■ EXTRACT TO READ:
--- BEGIN ---
In performing the set operation of changing a selected memory cell MC from the high resistance state to the low resistance state as shown in FIG. 6B, the bit line BL connected to the selected memory cell MC is set at, e.g., ground potential GND, and a positive set voltage Vset is applied to the word line WL connected to the selected memory cell MC with respect to the bit line BL. Note that, for example, Vset/2 is applied to the non-selected word lines WL. Further, the ON voltage is applied to the N channel select transistor of the local bit line LBL connected to the selected memory cell MC to put the select transistor in the conductive state. By this means, oxygen ions O²⁻ are pushed away from the switch region of the selected memory cell MC toward the word line WL, so that a reduction reaction occurs in the switch region of the filament. It is supposedly a result of this that the switch region decreases in resistance, shifting to the low resistance state.

FIG. 6C is a graph showing a voltage vs. current characteristic of the memory cell and the load curve of the select transistor at the time of the setting. As shown an this figure, the load curve of the select transistor takes on L1. The load curve L1 in the first quadrant has a region L11 where the amount of flowing current greatly changes against the applied voltage and a region L12 where the amount of flowing current does not greatly change against the applied voltage. The load curve of the select transistor is one when the select transistor is on.

In performing the set operation on the memory cell MC, when a positive voltage is applied to the word line WL, at the set voltage Vset, a change from the high resistance state to the low resistance state occurs. At this time, the curve L3 indicating the voltage vs. current characteristic of the memory cell MC intersects with the region L12 of the load curve L1 of the select transistor, and the amount of current flowing at the time of the set operation is restricted by the select transistor. Because the curve L3 indicating the voltage vs. current characteristic of the memory cell MC intersects with the region L12 (a saturation region) of the load curve L1 of the select transistor, the operation with low current and less variation can be realized. The same is true of the forming operation.

In performing the reset operation of changing a selected memory cell MC from the low resistance state to the high resistance state as shown in FIG. 6D, the bit line BL connected to the selected memory cell MC is set at, e.g., ground potential GND, and a negative reset voltage Vreset is applied to the word line WL connected to the selected memory cell MC with respect to the bit line BL. Note that, for example, a voltage of Vreset/2, half of the reset voltage Vreset, is applied to the non-selected word lines WL. Further, the ON voltage is applied to the N channel select transistor of the local bit line LBL connected to the selected memory cell MC to put the select transistor in the conductive state. By this means, oxygen ions are attracted to the switch region of the selected memory cell MC, so that an oxidation reaction occurs in the switch region of the filament. It is supposedly a result of this that the switch region increases in resistance, shifting to the high resistance state.
--- END ---
■ SET TASKS:
1. Name every curve or curve region that the passage on memory cell set and reset operations labels with a reference beginning with "L", and say what each one is.
2. Continue the passage on memory cell set and reset operations, picking up after its final sentence.

■ MATERIAL:
--- BEGIN ---
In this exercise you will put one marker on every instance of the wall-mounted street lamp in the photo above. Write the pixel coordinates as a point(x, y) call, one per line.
--- END ---
■ RESPONSES FOR EACH TASK:
1.
- L1: the load curve of the select transistor.
- L11: the region of load curve L1 in the first quadrant where the amount of flowing current greatly changes against the applied voltage.
- L12: the region of load curve L1 in the first quadrant where the amount of flowing current does not greatly change against the applied voltage. It is also called a saturation region.
- L3: the curve indicating the voltage vs. current characteristic of the memory cell MC.

2.
In the read operation of reading out the state of a memory cell MC, a read voltage Vread is applied to the selected global bit line GBL for the local bit line LBL connected to the memory cell MC, and, e.g., 0V is applied to the non-selected global bit lines GBL. Further, for example, 0V is applied to the word line WL connected to the selected memory cell MC, whereas a voltage of Vread/2, half of the read voltage Vread, is applied to the non-selected word lines WL. Then, the select transistor STr connected to the local bit line LBL is selectively rendered conductive, with maintaining the other select transistors non-conductive. By this means, the read voltage Vread is applied to only the selected memory cell MC to perform read operation.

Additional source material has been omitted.